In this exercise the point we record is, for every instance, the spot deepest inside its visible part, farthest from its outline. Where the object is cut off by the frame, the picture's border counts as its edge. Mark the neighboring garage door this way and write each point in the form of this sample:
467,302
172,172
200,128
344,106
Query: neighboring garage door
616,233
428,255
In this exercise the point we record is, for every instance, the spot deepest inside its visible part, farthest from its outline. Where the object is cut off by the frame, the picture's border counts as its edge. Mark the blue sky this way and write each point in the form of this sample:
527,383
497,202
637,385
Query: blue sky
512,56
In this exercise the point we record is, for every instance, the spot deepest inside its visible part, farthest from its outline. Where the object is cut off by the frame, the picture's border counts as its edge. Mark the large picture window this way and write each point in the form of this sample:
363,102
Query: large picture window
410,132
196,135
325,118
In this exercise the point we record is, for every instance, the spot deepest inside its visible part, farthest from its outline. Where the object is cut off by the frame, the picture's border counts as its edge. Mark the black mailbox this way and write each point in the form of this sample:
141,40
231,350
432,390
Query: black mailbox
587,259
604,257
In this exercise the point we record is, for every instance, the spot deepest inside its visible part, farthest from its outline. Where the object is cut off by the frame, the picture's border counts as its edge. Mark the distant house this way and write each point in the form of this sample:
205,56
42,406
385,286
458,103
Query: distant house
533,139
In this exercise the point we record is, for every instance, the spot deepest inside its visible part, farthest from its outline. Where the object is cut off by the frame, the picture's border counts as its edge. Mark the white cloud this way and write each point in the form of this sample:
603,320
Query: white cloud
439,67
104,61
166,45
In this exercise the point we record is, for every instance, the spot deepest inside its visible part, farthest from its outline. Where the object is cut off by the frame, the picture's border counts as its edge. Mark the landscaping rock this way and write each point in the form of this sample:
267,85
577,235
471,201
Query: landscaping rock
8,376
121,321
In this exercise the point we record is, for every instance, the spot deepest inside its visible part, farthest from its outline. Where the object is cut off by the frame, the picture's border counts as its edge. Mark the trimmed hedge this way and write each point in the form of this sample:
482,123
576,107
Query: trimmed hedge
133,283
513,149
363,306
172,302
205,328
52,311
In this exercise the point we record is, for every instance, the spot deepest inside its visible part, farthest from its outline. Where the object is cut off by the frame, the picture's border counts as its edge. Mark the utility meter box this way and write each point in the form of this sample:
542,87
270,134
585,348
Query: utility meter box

- **Task to complete**: Copy out all of the lines above exactly.

- **Result**:
In this exercise the point we record is, for every instance, the spot deepest inside its visible part, farthest from its outline. Where the object is cut off by the frame, the picture's border counts as its edge. Mark the neighboring garage door this way and write each point in the form of this sample:
467,302
172,172
200,128
344,106
Query: neighboring garage door
616,233
428,255
In this exercise the point we record is, for every instance, the spot deepest inside its visible part, farthest from its outline. Where the object is cut off by the frame, the picture's border counts as its edge. Mark the blue sky this way and write each point in the form of this sample:
527,383
497,202
637,385
Query: blue sky
512,56
In this exercise the point we record is, for every instance, the spot deepest inside its visible part, farthest from its outline. Where the object is cut off by the frame, the picture's border counts as its edge. Mark the large picture window this way and write each point in the form of this sample:
363,102
Query: large picture window
410,132
196,135
325,118
In this exercise the point we record is, for every instance, the spot deepest inside its visible part, farthest from its outline. Where the object is cut off by the frame, the picture's border counts as its edge. Mark the black mailbox this way and write each point in the form of this sample:
141,40
231,350
432,390
Query: black mailbox
587,259
604,257
In this exercise the point we record is, for every instance, the spot deepest inside its visible part, farthest from its outline. Where the object is cut off by the frame, the picture's border counts as its edge. Mark the distant house this way and write each point in the form of this sample:
205,56
42,406
385,286
458,103
Query: distant house
533,139
In this exercise the point we record is, for every instance, the spot deepest inside its visible part, farthest from its outline. Where the object is cut off by the frame, the picture's border counts as its edge. Mark the white cloud this way and write each point in the form of this sample:
603,320
Query: white cloud
439,67
104,61
166,45
In this exercise the point we record is, for every instance, the spot deepest inside its visible part, farthest from its outline. Where the object is cut off by the frame, the picture's border counts as its edge. Mark the landscaping rock this way and write each point in the form of this sample:
267,85
577,235
471,201
Query: landscaping rock
8,376
121,321
In this exercise the point we record is, for every instance, the spot deepest inside its visible part, farthest from its outline. Where the object is cut off by the frame, the picture's border counts as its edge. Mark the trimmed hedge this way and write each point in the form of this sample:
482,123
576,107
Query: trimmed hedge
133,283
513,149
363,306
172,302
205,328
52,311
In this exercise the point we record is, for every instance, the spot deepest inside its visible part, farthest from its outline. Where the object is cut off by the frame, the picture's border counts as its edge. Mark the utility meter box this way and write each point in the form of this sample:
542,87
270,134
585,348
Query: utility meter box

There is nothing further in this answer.